Every line of the listing below is to be repeated exactly; the pictures stay out.
=== Section Start ===
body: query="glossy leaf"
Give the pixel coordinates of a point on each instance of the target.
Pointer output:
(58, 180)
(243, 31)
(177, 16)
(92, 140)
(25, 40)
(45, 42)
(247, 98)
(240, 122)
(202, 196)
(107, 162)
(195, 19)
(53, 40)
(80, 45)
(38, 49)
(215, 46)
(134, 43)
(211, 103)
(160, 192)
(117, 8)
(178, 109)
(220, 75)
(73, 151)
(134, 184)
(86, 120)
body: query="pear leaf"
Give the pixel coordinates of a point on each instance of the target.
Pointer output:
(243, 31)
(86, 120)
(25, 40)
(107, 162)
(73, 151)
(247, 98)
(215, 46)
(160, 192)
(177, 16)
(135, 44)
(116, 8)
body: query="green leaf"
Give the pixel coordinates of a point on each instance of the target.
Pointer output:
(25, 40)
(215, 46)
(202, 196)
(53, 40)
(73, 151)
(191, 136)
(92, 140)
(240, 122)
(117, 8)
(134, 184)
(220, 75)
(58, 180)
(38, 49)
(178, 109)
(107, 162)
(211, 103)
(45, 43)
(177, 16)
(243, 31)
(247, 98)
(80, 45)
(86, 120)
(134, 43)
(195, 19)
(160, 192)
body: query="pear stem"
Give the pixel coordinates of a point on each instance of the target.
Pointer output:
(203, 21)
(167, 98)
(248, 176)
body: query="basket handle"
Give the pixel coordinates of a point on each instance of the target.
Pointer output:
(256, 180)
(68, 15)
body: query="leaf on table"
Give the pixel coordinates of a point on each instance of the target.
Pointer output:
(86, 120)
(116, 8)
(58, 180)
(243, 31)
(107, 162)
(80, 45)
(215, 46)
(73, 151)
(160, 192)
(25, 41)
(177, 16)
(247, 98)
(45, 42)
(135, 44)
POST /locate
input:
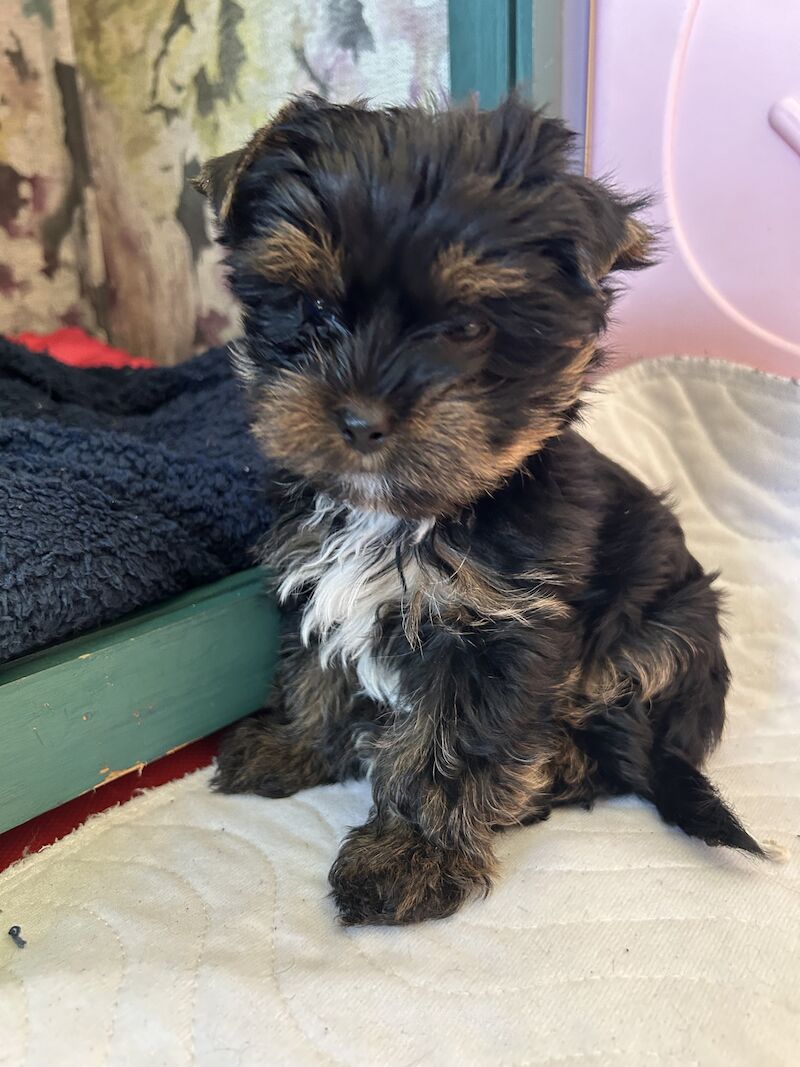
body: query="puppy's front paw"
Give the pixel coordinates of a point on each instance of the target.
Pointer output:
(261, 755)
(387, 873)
=== Section End ===
→ **Solution for this exercise**:
body: query="glossy leaf"
Give the pixel coordinates of a point on each instance of the target.
Pointer output:
(58, 180)
(243, 31)
(177, 16)
(92, 140)
(25, 40)
(45, 42)
(247, 98)
(240, 122)
(202, 196)
(107, 162)
(195, 19)
(53, 40)
(80, 45)
(38, 49)
(215, 46)
(134, 43)
(211, 103)
(160, 192)
(117, 8)
(178, 109)
(220, 75)
(73, 151)
(134, 184)
(86, 120)
body: query="pear leaf"
Give the pixel coordinates of a point on each instance of the target.
Pointer output:
(243, 31)
(86, 120)
(25, 40)
(107, 162)
(73, 151)
(247, 98)
(215, 46)
(160, 192)
(177, 16)
(135, 44)
(116, 8)
body: query="green leaf"
Give the pixel coordinates of a point on each instance of the target.
Pointer output:
(25, 40)
(215, 46)
(202, 196)
(53, 40)
(73, 151)
(191, 136)
(92, 140)
(240, 122)
(117, 8)
(134, 184)
(220, 75)
(58, 180)
(38, 49)
(178, 109)
(107, 162)
(211, 103)
(45, 43)
(177, 16)
(243, 31)
(247, 98)
(80, 45)
(86, 120)
(134, 43)
(195, 19)
(160, 192)
body: query="pear stem"
Give the pixel coordinates of a point on each instance of the target.
Pointer output:
(203, 21)
(167, 98)
(248, 176)
body: query="basket handle"
Give the pixel coordinates of a point on each instance of the target.
Pointer output:
(256, 180)
(68, 15)
body: query="leaf on table"
Give the pixel coordinates of a point on each instance of the target.
Pointer output:
(86, 120)
(116, 8)
(58, 180)
(243, 31)
(107, 162)
(80, 45)
(215, 46)
(73, 151)
(160, 192)
(25, 41)
(177, 16)
(247, 98)
(45, 42)
(135, 44)
POST /locate
input:
body: query="puppy's front paw"
Give the pixel coordinates of a point on each instance of the target.
Pointer output:
(261, 755)
(387, 873)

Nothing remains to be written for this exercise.